EXERCISE TEXT →
^^^^^^^^^^^^^^^^
“Why do bad things happen to good people? Why do people that we love suffer? Why do mothers, fathers, children get sick and die? Why is there rape, murder, racism, anger and so much hatred everywhere you turn? If there is a God, why does He allow these things to happen?”
So many awful things have happened this year. It seems that we are completely surrounded by sadness and despair. In my own life throughout this year, I’ve experienced tremendous losses, insurmountable stress, tragedy, fear and sadness.
For instance…I share these things with you to demonstrate that we all have situations to overcome or deal with in our lives. I speak from experience, not from a perfect life. Some may say, “Easy for you to say, Susie. You haven’t had bad things happen in your life like I have.” So on that note…
One of my closest friends was diagnosed with colon cancer (and thankfully has recovered 100%).
My grandfather passed away during the initial COVID quarantine.
Working in healthcare during this pandemic was so awful…I recently “retired.” Unless you work in healthcare, you can’t imagine what I’m speaking of.
A dear friend died suddenly from complications of COVID…a coworker. I don’t think I’ll ever get over that.
Several people I know are battling with cancer…young women. A high school classmate died from breast cancer this year.
My sister was in a head-on collision with a truck and suffered a traumatic brain injury, broken foot and neck and hip injury. She is on the long road to recovery.
My dad fell down the basement steps and mangled his elbow, which required extensive surgery. He is also on the long road to recovery.
My girls’ education has been disjointed and disorganized. Lily is having trouble getting everything together to apply to colleges because of all the delays and cancellations of everything. Nathan’s football season in his first year of college football was canceled. Who cares, you may say? Well, he’s there on a football scholarship, so… Schools are doing the best they can, but it’s a lot of stress for these kids and the parents.
This election season has been completely ridiculous. The way people are acting towards one another…there are no words. It grieves my heart.
^^^^^^^^^^^^^^^^
GIVEN RECORDS →
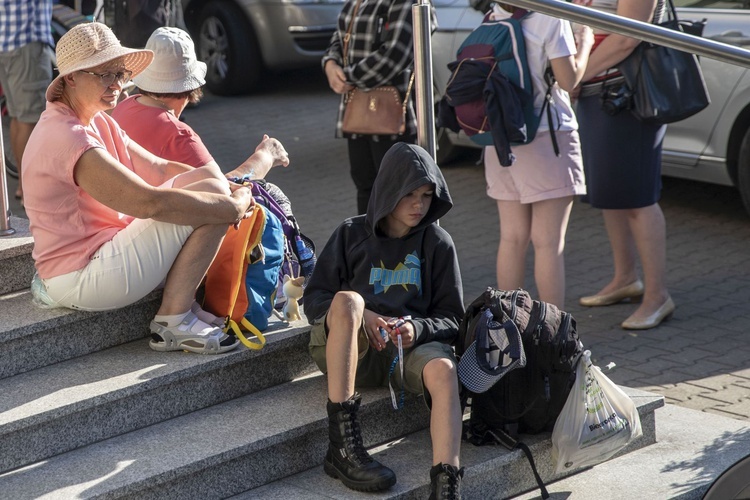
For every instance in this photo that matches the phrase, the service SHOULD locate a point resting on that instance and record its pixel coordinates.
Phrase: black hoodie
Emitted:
(416, 274)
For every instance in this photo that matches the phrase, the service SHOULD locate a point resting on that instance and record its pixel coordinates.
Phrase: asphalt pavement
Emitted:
(699, 359)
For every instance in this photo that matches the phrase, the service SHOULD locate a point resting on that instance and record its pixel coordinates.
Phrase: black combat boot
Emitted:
(347, 459)
(445, 482)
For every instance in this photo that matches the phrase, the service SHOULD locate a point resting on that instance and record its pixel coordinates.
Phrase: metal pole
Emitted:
(5, 229)
(423, 76)
(638, 29)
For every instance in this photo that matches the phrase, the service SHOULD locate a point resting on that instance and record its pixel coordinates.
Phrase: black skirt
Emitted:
(621, 157)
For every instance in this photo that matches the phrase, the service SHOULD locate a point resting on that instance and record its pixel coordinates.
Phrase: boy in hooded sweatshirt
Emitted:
(391, 272)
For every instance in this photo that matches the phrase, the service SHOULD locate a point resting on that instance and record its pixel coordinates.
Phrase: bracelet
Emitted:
(245, 179)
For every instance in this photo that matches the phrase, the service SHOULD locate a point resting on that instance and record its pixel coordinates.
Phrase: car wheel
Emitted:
(743, 170)
(226, 43)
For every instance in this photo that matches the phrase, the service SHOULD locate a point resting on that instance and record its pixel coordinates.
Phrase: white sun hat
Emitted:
(176, 68)
(88, 45)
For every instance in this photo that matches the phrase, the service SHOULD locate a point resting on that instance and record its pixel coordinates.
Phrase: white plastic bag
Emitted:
(597, 421)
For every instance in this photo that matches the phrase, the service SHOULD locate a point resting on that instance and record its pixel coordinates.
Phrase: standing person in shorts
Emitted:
(535, 195)
(25, 68)
(389, 275)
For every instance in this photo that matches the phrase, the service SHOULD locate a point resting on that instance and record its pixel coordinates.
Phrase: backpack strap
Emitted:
(549, 77)
(503, 438)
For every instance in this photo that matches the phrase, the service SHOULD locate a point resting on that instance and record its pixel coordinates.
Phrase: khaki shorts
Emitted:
(537, 174)
(374, 367)
(124, 270)
(25, 74)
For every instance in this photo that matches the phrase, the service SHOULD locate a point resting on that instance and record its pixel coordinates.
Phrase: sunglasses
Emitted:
(107, 79)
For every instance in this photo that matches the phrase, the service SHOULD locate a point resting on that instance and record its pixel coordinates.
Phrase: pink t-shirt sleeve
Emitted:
(67, 224)
(161, 133)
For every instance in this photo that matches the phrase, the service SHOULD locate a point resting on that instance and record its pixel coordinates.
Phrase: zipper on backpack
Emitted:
(540, 322)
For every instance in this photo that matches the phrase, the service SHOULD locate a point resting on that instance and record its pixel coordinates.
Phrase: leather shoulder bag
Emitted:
(379, 111)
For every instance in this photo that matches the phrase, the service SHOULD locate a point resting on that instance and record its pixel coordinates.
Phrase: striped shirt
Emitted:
(23, 22)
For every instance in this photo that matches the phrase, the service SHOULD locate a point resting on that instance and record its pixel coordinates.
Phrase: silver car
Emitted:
(239, 39)
(711, 146)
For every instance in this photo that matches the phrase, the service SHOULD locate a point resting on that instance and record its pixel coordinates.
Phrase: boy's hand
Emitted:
(374, 324)
(398, 327)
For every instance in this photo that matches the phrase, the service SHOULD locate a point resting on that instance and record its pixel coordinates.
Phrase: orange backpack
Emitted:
(225, 288)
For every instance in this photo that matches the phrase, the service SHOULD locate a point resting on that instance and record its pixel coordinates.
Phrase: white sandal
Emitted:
(191, 335)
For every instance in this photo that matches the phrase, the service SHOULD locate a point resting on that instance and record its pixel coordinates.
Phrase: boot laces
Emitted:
(353, 440)
(449, 481)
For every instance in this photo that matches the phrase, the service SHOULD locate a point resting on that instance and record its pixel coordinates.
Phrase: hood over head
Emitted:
(406, 167)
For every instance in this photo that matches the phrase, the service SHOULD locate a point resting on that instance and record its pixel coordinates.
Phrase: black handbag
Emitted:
^^^^^^^^^^^^^^^^
TASK INSTRUCTIONS →
1. Revise the post about a hard year, starting at "My sister was" and ending at "grieves my heart.", and swap "long road to recovery" for "slow path to healing".
2. Pick up the post about a hard year where it stops and keep writing.
The items play no part in this.

RESULTS BY TASK →
1.
My sister was in a head-on collision with a truck and suffered a traumatic brain injury, broken foot and neck and hip injury. She is on the slow path to healing.
My dad fell down the basement steps and mangled his elbow, which required extensive surgery. He is also on the slow path to healing.
My girls’ education has been disjointed and disorganized. Lily is having trouble getting everything together to apply to colleges because of all the delays and cancellations of everything. Nathan’s football season in his first year of college football was canceled. Who cares, you may say? Well, he’s there on a football scholarship, so… Schools are doing the best they can, but it’s a lot of stress for these kids and the parents.
This election season has been completely ridiculous. The way people are acting towards one another…there are no words. It grieves my heart.

2.
I could go on and on…I’m sure you have a list as well.
I can easily fall into the trap of asking, “Why?”
I don’t know.
But, this is what I know. God is sovereign and He is good. I don’t always understand His plans and His thoughts, but I know He is good.
I know that He sent His son, Jesus Christ, to this earth to pay the price for all our sins, all our sickness and diseases.
I know that there are things that happen here on earth that I don’t understand now, but when I see Jesus face to face, it will all make sense.
I know that this world has been corrupted by evil and sometimes we must suffer because of that. But God, our Abba Father, has given us a Hope, a Rescuer, a Defender in Jesus.
I understand that the trials, sickness, and heartache of this earth are just for a little while. This is a temporary situation.
I know that my God is full of grace to help me through whatever I face in life. He walks with me through every situation I find myself in. He is close to me when my heart is broken, when I am depressed and when I am afraid. I trust Him with my whole heart.
I know that he sees each tear I cry when I am sad, lonely, overwhelmed or worried.
I know that He makes everything beautiful in His time.
I know that He uses every situation for good in some way, even when I can’t understand and or see it.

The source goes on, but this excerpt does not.